### YOUR OBJECTIVE
Locate all lines in the material below that contain the word "every" and copy them out. Case counts.

### SUPPLIED RECORDS
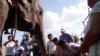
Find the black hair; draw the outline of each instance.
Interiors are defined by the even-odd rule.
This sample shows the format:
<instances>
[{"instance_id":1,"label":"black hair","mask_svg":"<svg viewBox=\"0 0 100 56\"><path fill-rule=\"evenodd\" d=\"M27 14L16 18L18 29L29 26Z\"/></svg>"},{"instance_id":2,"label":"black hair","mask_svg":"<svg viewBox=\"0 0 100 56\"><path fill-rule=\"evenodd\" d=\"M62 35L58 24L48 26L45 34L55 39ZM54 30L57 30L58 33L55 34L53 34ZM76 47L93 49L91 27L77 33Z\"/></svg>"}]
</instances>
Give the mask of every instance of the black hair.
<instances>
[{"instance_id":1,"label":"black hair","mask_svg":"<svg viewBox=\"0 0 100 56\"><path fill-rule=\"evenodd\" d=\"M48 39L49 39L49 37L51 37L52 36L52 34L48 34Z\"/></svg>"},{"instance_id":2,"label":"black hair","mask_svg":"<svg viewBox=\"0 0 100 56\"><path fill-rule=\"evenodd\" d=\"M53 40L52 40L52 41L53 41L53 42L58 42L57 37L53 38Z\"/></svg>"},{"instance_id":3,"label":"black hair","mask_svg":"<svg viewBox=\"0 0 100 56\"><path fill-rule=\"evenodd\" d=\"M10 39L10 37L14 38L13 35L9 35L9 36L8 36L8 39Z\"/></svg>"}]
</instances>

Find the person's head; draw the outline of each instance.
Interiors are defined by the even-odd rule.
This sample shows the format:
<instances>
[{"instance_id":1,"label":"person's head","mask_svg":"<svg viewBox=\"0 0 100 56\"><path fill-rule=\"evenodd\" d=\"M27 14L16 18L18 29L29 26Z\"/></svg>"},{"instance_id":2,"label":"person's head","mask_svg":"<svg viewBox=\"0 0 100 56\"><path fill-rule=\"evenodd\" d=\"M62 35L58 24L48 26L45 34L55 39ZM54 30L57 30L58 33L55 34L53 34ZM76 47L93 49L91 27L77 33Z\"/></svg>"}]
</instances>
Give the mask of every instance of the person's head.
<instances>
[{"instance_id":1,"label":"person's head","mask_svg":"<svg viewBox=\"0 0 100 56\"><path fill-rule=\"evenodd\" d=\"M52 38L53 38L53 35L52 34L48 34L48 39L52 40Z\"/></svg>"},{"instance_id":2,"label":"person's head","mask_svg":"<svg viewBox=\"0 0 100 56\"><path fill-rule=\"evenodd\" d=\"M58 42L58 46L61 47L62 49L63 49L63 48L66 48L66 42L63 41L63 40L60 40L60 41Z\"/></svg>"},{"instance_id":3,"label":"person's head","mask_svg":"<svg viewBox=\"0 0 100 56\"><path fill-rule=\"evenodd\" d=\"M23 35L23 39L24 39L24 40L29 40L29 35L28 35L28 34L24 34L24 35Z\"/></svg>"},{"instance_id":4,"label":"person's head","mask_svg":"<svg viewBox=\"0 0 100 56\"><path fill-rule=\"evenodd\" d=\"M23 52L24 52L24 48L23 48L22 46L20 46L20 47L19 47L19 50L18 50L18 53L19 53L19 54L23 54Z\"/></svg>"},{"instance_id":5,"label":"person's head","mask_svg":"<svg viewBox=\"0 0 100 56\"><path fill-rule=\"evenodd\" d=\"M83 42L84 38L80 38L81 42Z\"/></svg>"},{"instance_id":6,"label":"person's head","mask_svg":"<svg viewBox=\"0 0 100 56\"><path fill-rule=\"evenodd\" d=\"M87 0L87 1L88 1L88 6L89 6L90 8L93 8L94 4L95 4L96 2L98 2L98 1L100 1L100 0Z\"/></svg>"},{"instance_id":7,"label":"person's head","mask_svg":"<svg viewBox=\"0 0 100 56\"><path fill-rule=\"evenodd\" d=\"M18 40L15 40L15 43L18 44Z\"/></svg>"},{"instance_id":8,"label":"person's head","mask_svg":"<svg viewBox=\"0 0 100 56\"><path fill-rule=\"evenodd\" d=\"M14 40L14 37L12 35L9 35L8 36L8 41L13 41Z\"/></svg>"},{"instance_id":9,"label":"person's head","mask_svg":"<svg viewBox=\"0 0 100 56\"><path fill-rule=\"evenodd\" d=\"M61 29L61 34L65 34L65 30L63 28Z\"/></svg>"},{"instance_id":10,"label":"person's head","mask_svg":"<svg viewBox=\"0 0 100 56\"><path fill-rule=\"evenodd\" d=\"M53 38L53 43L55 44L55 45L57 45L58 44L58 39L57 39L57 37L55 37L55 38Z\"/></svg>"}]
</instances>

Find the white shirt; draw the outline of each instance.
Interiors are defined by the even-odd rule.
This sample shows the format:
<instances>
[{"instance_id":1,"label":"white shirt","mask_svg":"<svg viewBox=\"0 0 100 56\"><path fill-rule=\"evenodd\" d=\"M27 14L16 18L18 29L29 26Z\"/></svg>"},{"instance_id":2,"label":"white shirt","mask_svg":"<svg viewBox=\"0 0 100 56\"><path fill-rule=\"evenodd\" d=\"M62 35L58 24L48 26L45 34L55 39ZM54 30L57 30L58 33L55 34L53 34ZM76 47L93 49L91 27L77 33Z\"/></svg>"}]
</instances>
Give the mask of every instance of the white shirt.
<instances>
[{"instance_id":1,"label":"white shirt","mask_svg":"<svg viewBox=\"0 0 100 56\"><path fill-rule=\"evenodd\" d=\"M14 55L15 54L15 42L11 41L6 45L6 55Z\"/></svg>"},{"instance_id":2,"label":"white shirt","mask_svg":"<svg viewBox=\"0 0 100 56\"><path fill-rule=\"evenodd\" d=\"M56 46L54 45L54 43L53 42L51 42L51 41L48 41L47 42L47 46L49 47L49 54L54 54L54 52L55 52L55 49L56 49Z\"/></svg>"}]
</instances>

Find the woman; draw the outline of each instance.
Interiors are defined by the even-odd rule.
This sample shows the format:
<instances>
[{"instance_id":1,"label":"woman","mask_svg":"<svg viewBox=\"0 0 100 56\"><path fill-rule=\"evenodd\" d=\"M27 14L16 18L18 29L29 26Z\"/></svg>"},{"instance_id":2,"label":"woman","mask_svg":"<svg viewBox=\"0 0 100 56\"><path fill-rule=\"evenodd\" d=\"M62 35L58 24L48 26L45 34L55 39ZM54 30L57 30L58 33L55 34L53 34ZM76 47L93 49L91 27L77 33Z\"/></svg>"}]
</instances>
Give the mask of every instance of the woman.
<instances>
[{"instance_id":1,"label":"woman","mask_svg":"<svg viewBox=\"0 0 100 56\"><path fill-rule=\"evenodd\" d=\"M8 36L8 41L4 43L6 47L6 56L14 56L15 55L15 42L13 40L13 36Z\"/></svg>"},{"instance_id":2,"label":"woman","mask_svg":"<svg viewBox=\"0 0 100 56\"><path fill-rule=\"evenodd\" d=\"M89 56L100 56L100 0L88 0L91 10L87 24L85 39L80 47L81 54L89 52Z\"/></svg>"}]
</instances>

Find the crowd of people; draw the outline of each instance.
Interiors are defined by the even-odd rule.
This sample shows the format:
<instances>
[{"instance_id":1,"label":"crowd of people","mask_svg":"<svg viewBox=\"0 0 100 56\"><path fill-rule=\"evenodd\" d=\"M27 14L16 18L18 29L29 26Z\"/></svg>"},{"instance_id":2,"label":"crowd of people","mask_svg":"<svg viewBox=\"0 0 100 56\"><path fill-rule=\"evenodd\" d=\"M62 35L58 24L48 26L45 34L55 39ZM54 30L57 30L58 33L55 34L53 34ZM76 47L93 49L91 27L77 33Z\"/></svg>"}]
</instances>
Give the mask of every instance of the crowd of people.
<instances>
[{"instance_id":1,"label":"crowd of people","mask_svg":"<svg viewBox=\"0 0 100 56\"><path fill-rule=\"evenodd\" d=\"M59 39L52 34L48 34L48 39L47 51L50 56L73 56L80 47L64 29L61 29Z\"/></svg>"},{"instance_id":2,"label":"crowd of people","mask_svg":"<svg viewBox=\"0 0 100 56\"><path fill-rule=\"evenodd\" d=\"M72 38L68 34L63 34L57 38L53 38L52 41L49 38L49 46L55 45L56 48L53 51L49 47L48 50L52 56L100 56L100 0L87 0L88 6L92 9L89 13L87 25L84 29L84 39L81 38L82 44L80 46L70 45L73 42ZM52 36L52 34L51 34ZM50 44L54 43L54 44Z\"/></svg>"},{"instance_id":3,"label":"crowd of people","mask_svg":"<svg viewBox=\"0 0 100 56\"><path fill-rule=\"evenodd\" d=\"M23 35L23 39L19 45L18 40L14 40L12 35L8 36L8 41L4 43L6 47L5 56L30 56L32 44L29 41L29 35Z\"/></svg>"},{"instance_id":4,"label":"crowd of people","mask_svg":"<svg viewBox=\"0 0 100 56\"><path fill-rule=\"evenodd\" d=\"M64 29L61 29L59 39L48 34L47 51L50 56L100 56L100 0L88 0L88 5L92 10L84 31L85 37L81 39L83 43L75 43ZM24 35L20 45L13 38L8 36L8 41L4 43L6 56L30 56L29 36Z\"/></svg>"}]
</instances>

### RESULT
Give the mask of every instance of the black hair.
Give the mask of every instance of the person's head.
Give the mask of every instance of the white shirt.
Give the mask of every instance of the woman.
Give the mask of every instance of the crowd of people.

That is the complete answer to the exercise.